Supplied material below:

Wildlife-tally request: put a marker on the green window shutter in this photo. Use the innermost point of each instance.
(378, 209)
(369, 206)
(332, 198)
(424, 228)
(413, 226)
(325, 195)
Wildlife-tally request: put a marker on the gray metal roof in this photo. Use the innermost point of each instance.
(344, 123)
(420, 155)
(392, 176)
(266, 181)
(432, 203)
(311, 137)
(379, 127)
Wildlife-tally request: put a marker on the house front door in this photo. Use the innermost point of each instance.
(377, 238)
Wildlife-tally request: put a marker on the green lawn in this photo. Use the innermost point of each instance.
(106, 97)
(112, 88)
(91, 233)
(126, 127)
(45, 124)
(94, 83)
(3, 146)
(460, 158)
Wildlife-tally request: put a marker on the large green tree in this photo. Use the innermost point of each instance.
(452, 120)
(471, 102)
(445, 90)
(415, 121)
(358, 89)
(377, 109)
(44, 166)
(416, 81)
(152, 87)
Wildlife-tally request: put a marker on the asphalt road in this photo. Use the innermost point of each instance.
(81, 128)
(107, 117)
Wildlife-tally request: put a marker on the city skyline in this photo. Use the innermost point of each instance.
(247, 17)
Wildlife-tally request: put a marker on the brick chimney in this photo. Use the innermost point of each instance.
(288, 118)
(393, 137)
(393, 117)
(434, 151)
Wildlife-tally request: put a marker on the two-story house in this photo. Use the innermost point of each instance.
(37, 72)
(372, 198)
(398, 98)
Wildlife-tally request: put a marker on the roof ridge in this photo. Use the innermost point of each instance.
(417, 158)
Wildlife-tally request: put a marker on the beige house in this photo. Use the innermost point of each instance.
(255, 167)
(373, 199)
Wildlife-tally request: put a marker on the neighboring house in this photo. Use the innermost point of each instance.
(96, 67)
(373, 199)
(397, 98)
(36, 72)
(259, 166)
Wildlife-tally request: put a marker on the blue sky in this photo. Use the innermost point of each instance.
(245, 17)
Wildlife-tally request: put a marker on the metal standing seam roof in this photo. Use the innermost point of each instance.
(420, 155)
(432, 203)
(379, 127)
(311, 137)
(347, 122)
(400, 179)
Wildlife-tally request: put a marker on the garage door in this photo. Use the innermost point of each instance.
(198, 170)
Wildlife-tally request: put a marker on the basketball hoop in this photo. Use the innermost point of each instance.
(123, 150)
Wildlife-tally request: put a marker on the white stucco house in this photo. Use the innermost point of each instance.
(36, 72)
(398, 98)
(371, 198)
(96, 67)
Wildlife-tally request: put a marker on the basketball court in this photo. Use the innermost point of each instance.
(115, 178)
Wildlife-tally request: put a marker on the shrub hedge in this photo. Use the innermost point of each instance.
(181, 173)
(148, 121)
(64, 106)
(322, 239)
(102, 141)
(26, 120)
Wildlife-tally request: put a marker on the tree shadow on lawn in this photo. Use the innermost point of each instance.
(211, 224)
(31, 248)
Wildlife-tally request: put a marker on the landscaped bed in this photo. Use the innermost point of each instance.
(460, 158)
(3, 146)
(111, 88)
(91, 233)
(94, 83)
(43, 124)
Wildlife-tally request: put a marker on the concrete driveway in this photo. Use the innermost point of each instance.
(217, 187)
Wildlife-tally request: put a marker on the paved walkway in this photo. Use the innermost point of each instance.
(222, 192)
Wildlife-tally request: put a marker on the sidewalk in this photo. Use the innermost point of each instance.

End of Supplied material.

About this exercise: Each entry in the data must be copied exactly.

Exercise solution:
Wildlife-tally request: put a marker on the green window shutter in this photo. Use the innermost point of each instance.
(378, 209)
(369, 206)
(332, 198)
(424, 228)
(413, 226)
(325, 195)
Wildlife-tally request: put a marker on the gray metal roof in this photo. Use the innermost point of each instance.
(344, 123)
(420, 155)
(392, 176)
(266, 181)
(432, 203)
(311, 137)
(379, 127)
Wildlife-tally request: put a marker on the house front door in this photo. Use the innermost point of each instance.
(377, 238)
Wildlife-tally request: put a marker on the green lawn in this photo. Use the innermost point of each instance.
(106, 97)
(112, 88)
(91, 233)
(126, 127)
(45, 124)
(94, 83)
(3, 146)
(460, 158)
Wildlife-tally request: put a marker on the large green tree in this photo. Use the innermost point of each instance.
(452, 120)
(471, 102)
(445, 90)
(415, 121)
(358, 89)
(377, 109)
(44, 166)
(416, 81)
(152, 87)
Wildlife-tally request: put a marker on the asphalt road in this photo. Use the innermost point of each instance.
(81, 128)
(107, 117)
Wildlife-tally request: put a marker on the city skyline in this photo. Use the innermost point of each instance.
(247, 17)
Wildlife-tally request: put a marker on the brick chimney in this photo. Use the innermost point of each instance.
(288, 118)
(393, 137)
(393, 117)
(434, 151)
Wildlife-tally request: put a marker on the two-story house in this photo. Use the innermost point of each instance.
(37, 72)
(372, 198)
(398, 98)
Wildlife-tally request: put a marker on the roof ridge in this photo. Use the innermost point of each instance.
(417, 158)
Wildlife-tally request: put a marker on the beige house in this photo. Use the innermost point of each instance.
(255, 167)
(373, 199)
Wildlife-tally request: put a marker on the neighboring house in this photo. Use the innermost point of each instance.
(96, 67)
(373, 199)
(397, 98)
(36, 72)
(259, 166)
Wildlife-tally request: put a marker on the blue sky in this photo. Use the innermost point of each instance.
(245, 17)
Wildlife-tally request: put a marker on the metal standing seam roof in this photo. Use the innermost point of each instance.
(420, 155)
(432, 203)
(379, 127)
(311, 137)
(347, 122)
(400, 179)
Wildlife-tally request: put a marker on the garage door in this photo. Use the innermost point of each instance.
(198, 170)
Wildlife-tally request: put a marker on the basketball hoop in this photo. Use the innermost point of each instance.
(123, 150)
Wildlife-tally request: put a marker on the white stucco house in this photo. Use the innermost point of each instance.
(36, 72)
(398, 98)
(371, 198)
(96, 67)
Wildlife-tally request: put a marker on the basketball court in this photo. Use the innermost point of each instance.
(115, 178)
Wildlife-tally request: put a marker on the shrub hedge in this photo. Use the innermost point of each instance.
(181, 173)
(148, 121)
(64, 106)
(322, 239)
(102, 141)
(26, 120)
Wildlife-tally request: put a marker on the tree shadow on lawn in this photo. Use the innermost point of each instance.
(211, 224)
(31, 248)
Wildlife-tally request: put a marker on the landscaped bed in this photo. Use the innermost point of each instance.
(460, 158)
(3, 146)
(111, 88)
(91, 233)
(94, 83)
(43, 124)
Wildlife-tally request: put a marker on the concrete driveway in this photo. Use the innermost point of each instance.
(217, 187)
Wildlife-tally request: put a marker on the paved walkway in this photo. Use the innermost point of each instance.
(222, 192)
Wildlife-tally request: put a marker on the sidewalk in this photo. Use the innermost point of each instance.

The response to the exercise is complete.